Dataset records »
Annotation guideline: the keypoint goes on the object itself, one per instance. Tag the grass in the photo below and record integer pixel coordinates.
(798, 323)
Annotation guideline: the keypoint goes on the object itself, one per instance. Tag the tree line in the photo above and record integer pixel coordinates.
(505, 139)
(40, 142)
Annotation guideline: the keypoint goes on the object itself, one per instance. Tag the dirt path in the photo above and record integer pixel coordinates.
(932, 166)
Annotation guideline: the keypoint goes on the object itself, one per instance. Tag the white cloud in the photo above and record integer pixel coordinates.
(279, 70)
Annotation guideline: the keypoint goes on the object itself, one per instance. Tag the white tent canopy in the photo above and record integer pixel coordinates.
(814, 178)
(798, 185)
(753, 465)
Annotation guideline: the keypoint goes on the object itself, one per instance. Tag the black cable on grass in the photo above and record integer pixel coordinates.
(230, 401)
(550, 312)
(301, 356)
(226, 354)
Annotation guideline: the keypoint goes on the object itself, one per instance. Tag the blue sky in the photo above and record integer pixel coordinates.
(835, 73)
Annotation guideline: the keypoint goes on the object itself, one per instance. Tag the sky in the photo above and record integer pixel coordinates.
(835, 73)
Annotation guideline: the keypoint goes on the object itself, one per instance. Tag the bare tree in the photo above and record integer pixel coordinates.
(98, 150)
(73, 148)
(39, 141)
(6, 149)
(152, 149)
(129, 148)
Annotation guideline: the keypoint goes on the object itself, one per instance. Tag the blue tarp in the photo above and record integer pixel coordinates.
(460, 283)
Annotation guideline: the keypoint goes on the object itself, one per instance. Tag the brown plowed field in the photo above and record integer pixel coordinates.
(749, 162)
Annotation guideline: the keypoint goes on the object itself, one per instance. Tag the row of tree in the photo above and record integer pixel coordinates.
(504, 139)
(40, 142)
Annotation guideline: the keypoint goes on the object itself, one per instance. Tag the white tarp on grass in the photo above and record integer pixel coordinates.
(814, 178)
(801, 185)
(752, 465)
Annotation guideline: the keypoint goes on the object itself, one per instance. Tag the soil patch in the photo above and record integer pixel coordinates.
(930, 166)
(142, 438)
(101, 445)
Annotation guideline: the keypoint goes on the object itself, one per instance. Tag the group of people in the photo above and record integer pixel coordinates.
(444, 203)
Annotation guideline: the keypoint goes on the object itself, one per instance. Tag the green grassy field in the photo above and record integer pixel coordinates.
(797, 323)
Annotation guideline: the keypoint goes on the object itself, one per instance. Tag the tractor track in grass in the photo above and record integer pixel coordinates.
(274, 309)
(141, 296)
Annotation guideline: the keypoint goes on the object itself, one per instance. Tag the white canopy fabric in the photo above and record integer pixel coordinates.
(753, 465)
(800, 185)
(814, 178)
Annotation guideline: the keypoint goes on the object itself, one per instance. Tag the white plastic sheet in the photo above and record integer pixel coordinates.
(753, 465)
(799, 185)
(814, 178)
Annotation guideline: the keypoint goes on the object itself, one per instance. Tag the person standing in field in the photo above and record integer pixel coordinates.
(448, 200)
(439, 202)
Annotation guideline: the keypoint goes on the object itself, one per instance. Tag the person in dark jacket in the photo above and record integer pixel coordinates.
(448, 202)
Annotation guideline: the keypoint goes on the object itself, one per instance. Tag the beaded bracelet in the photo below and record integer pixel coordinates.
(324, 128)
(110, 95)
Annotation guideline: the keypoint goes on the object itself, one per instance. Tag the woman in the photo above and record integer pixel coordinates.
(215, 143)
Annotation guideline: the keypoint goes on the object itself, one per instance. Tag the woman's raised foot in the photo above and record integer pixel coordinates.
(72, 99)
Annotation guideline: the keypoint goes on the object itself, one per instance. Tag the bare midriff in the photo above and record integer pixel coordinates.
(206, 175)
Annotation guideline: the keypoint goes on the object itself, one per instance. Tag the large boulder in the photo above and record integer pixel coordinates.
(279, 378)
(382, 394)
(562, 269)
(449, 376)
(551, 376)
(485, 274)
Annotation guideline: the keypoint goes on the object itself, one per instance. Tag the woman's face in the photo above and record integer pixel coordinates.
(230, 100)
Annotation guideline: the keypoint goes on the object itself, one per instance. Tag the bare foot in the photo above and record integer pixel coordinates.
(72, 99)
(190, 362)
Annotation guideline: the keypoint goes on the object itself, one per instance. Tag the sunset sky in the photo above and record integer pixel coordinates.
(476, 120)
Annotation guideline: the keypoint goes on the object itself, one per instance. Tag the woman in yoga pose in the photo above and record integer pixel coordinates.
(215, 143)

What you have to do »
Write out every entry above exactly as given.

Worked solution »
Annotation guideline: the keypoint goes on the object itself, one per instance. Tag the grass in the photo below and record integer pixel coordinates.
(798, 323)
Annotation guideline: the keypoint goes on the object itself, one per instance. Tag the tree line in the photo above and record integer pixel coordinates.
(505, 139)
(40, 142)
Annotation guideline: the keypoint goes on the object itself, one per instance. Tag the dirt path in the photo above and record integer pixel coordinates.
(932, 166)
Annotation guideline: the keypoint goes on the object itself, one per instance. Tag the white cloud in the photo above and record integer pixel coordinates.
(279, 70)
Annotation guideline: the keypoint goes on the object itself, one per instance. Tag the white tent canopy in the photo above and record integer pixel coordinates.
(814, 178)
(798, 185)
(753, 465)
Annotation guideline: the keypoint goes on the object itself, one per instance. Tag the black cable on grass in the photo above and record integer pixel coordinates.
(230, 401)
(550, 312)
(301, 356)
(226, 354)
Annotation guideline: the keypoint goes on the object itself, one per instance. Tag the blue sky in the photo above and record integer pixel coordinates.
(835, 73)
Annotation guideline: the keypoint goes on the object itself, one per instance. Tag the sky in the photo above and record integer pixel coordinates.
(835, 73)
Annotation guideline: the keypoint goes on the object itself, one per instance. Tag the bare tree in the photo above and record integer pixel coordinates.
(98, 150)
(73, 148)
(39, 141)
(6, 149)
(152, 149)
(129, 148)
Annotation guideline: the keypoint goes on the object itself, one per instance. Tag the blue tarp in the photo above and record integer pixel coordinates.
(460, 283)
Annotation guideline: the keypoint goes on the object itself, one per instance. Tag the brown plowed field in the photo above and record integer pixel coordinates.
(749, 162)
Annotation guideline: the keypoint goes on the object itself, one per instance. Tag the row of tree in the photo above and record integer pixel coordinates.
(504, 139)
(40, 142)
Annotation guideline: the keypoint goes on the object itself, one per instance. Tag the white tarp on grass in the photo above and record integer pixel coordinates.
(814, 178)
(801, 185)
(752, 465)
Annotation guideline: the keypoint goes on the object itself, one per instance. Tag the soil patch in the photo above and record integer pixel coordinates.
(930, 166)
(142, 438)
(101, 445)
Annotation guideline: the keypoint goes on the object itself, one per instance. Tag the group of people in the photo above and record integer pixel coordinates.
(444, 203)
Annotation guideline: the keypoint goes on the object itself, one per instance. Tag the green grassy field in the photo above and record integer pixel coordinates.
(797, 323)
Annotation guideline: the keypoint goes on the object itself, one per instance. Tag the tractor track in grass in the photo above and record integer pixel coordinates.
(274, 309)
(141, 296)
Annotation guideline: the keypoint goes on the object itself, one per instance. Tag the white canopy fabric in the photo above and record integer pixel coordinates.
(753, 465)
(800, 185)
(814, 178)
Annotation guideline: the keypoint goes on the object itself, one per instance. Tag the white plastic sheet in the photo above and record integer pixel coordinates.
(753, 465)
(799, 185)
(814, 178)
Annotation guideline: the keypoint goes on the object itself, one per instance. Tag the person standing in field in the photo above and record integer pixel coordinates.
(448, 200)
(439, 202)
Annotation guideline: the keypoint goes on the object itself, one per instance. Tag the person in dark jacket in the photo above and record integer pixel coordinates.
(448, 202)
Annotation guideline: the keypoint goes on the object itself, one per instance. Tag the beaded bracelet in the photo below and record integer pixel coordinates.
(324, 128)
(110, 95)
Annotation guideline: the keypoint goes on the object itself, one per instance. Tag the woman in the photo above and record integer pixel coordinates.
(215, 143)
Annotation guideline: the keypoint goes on the object itself, one per instance. Tag the woman's raised foot in the photo above and record integer pixel coordinates.
(72, 99)
Annotation guideline: the keypoint goes on the object itself, one per instance. Tag the bare midriff in the photo above and record integer pixel coordinates.
(206, 175)
Annotation guideline: the keypoint goes on the object itself, one per instance. Tag the large boulder in the photo above and record integer pixel coordinates.
(279, 378)
(382, 394)
(562, 269)
(449, 376)
(551, 376)
(485, 274)
Annotation guideline: the keypoint goes on the object itself, one per instance. Tag the woman's face in the photo above and record integer pixel coordinates.
(230, 100)
Annotation guideline: the keypoint goes on the object itself, one per instance. Tag the bare foot in the photo above and record integer pixel coordinates.
(72, 99)
(190, 362)
Annotation guideline: the keypoint goes on the object itself, one per instance. Tag the sunset sky in the photo above and record integer pixel coordinates.
(476, 120)
Annotation guideline: the keypoint goes on the object itself, one per instance. Tag the woman in yoga pose in the photo above and record integer pixel coordinates.
(215, 143)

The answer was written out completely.